╭─ DATA IN THIS EXERCISE
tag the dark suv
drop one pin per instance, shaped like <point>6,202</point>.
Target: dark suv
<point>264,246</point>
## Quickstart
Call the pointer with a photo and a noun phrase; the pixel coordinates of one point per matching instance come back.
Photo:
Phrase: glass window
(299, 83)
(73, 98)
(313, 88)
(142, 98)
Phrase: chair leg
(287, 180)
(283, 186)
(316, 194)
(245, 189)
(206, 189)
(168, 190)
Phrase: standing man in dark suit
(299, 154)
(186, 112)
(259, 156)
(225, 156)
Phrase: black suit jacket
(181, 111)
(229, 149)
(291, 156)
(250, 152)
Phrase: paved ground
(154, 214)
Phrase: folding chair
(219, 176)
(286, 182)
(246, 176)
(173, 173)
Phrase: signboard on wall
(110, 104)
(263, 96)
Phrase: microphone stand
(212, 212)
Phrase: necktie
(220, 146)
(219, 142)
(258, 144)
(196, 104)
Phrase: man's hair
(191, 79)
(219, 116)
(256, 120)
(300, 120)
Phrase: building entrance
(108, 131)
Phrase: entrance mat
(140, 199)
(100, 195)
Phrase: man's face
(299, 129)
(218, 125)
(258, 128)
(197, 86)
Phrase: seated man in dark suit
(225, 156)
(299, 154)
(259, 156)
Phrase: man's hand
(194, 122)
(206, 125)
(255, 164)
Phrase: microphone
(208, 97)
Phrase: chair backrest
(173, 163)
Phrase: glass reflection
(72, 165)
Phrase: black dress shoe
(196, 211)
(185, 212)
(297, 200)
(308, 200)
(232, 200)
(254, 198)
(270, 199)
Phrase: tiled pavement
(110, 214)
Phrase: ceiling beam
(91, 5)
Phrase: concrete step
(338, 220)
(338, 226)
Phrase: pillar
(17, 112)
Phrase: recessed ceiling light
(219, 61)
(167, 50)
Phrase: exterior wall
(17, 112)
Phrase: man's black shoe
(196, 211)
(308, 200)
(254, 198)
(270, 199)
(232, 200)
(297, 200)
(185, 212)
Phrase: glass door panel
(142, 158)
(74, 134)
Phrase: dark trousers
╰─
TASK OBJECTIVE:
Please rewrite every line of the items above as one numbered list, leaving out any blank lines.

WRITTEN ANSWER:
1. tag the dark suv
2. drop one pin per instance, shaped like <point>6,202</point>.
3. Target: dark suv
4. <point>264,246</point>
5. ## Quickstart
6. Call the pointer with a photo and a noun phrase; the pixel coordinates of one point per matching instance come back.
7. Photo:
8. Phrase: glass window
9. (299, 83)
10. (73, 98)
11. (313, 88)
12. (142, 98)
13. Phrase: chair leg
14. (287, 180)
15. (283, 186)
16. (316, 194)
17. (245, 189)
18. (206, 189)
19. (168, 190)
20. Phrase: standing man in dark suit
21. (299, 154)
22. (186, 112)
23. (259, 156)
24. (225, 156)
25. Phrase: black suit jacket
26. (181, 111)
27. (229, 149)
28. (291, 156)
29. (250, 152)
30. Phrase: paved ground
31. (154, 214)
32. Phrase: folding chair
33. (219, 176)
34. (286, 182)
35. (246, 176)
36. (173, 173)
37. Phrase: signboard on wall
38. (110, 104)
39. (263, 96)
40. Phrase: microphone stand
41. (212, 212)
42. Phrase: necktie
43. (220, 146)
44. (219, 142)
45. (258, 144)
46. (196, 104)
47. Phrase: man's hair
48. (191, 79)
49. (219, 116)
50. (256, 120)
51. (300, 120)
52. Phrase: building entrance
53. (108, 131)
54. Phrase: entrance mat
55. (140, 199)
56. (100, 195)
57. Phrase: man's face
58. (299, 129)
59. (218, 125)
60. (258, 128)
61. (197, 86)
62. Phrase: seated man in dark suit
63. (225, 156)
64. (299, 154)
65. (259, 156)
66. Phrase: man's hand
67. (194, 122)
68. (206, 125)
69. (255, 164)
70. Phrase: microphone
71. (208, 97)
72. Phrase: chair backrest
73. (173, 163)
74. Phrase: glass reflection
75. (72, 165)
76. Phrase: black dress shoe
77. (196, 211)
78. (185, 212)
79. (297, 200)
80. (308, 200)
81. (232, 200)
82. (254, 198)
83. (270, 199)
84. Phrase: tiled pavement
85. (110, 214)
86. Phrase: ceiling beam
87. (91, 5)
88. Phrase: concrete step
89. (338, 220)
90. (338, 226)
91. Phrase: pillar
92. (17, 112)
93. Phrase: recessed ceiling light
94. (219, 61)
95. (167, 50)
96. Phrase: exterior wall
97. (17, 112)
98. Phrase: man's black shoe
99. (196, 211)
100. (308, 200)
101. (254, 198)
102. (270, 199)
103. (232, 200)
104. (297, 200)
105. (185, 212)
106. Phrase: glass door panel
107. (142, 158)
108. (74, 134)
109. Phrase: dark trousers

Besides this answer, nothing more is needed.